> _TASK INSTRUCTIONS_: Pull the lines from the listing below, starting at its first line and ending at the line containing "0 0 710 531". Reproduce them word for word, with both of those lines included.

## Begin INFORMATION PROVIDED

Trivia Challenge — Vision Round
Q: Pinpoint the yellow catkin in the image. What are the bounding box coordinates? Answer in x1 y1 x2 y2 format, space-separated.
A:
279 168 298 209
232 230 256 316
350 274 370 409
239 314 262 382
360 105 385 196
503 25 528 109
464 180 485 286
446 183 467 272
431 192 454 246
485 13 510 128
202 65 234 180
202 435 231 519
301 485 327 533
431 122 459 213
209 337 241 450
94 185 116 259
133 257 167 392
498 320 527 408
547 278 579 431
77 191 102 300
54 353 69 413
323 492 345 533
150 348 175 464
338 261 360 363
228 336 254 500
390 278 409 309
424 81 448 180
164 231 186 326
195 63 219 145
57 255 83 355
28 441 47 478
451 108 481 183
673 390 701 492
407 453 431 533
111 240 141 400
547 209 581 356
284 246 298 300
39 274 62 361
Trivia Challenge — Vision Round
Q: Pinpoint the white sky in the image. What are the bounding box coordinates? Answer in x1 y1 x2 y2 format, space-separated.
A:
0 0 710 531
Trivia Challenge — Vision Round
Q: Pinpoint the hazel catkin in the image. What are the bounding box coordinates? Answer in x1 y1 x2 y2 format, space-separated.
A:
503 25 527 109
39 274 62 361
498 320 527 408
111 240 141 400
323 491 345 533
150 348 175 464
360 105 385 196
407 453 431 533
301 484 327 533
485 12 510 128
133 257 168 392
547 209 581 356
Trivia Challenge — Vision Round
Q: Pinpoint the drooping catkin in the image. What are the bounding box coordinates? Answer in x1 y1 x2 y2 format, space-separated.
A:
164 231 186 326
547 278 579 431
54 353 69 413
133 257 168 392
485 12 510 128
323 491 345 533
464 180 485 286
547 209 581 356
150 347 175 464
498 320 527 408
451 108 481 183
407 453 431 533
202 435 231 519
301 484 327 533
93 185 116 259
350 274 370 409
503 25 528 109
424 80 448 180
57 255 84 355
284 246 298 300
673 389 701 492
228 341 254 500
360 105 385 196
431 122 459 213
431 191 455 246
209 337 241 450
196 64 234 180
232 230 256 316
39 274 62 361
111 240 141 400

## End INFORMATION PROVIDED

> _EXERCISE OUTPUT_:
Trivia Challenge — Vision Round
Q: Pinpoint the yellow catkin in the image. What are the bounding box coordinates? Answer in x1 y1 x2 y2 format, space-separated.
A:
279 168 298 209
232 230 256 316
350 274 370 409
239 314 262 382
360 105 385 196
503 25 528 109
464 180 485 286
446 183 467 272
431 192 454 246
485 13 510 128
202 65 234 180
202 435 231 519
301 485 327 533
431 122 459 213
209 337 241 450
94 185 116 259
133 257 167 392
498 320 527 408
547 278 579 431
77 191 102 300
54 353 69 413
323 492 345 533
150 348 175 464
338 261 360 363
228 336 254 500
390 278 409 309
424 81 448 180
164 231 186 326
195 63 219 145
57 255 83 355
28 441 47 478
451 108 481 183
673 390 701 492
407 453 431 533
111 240 141 400
547 209 581 356
284 246 298 300
39 274 62 361
Trivia Challenge — Vision Round
Q: Pinpoint the white sky in the image. What are the bounding box coordinates? Answer in x1 y1 x2 y2 format, space-separated.
A:
0 0 710 531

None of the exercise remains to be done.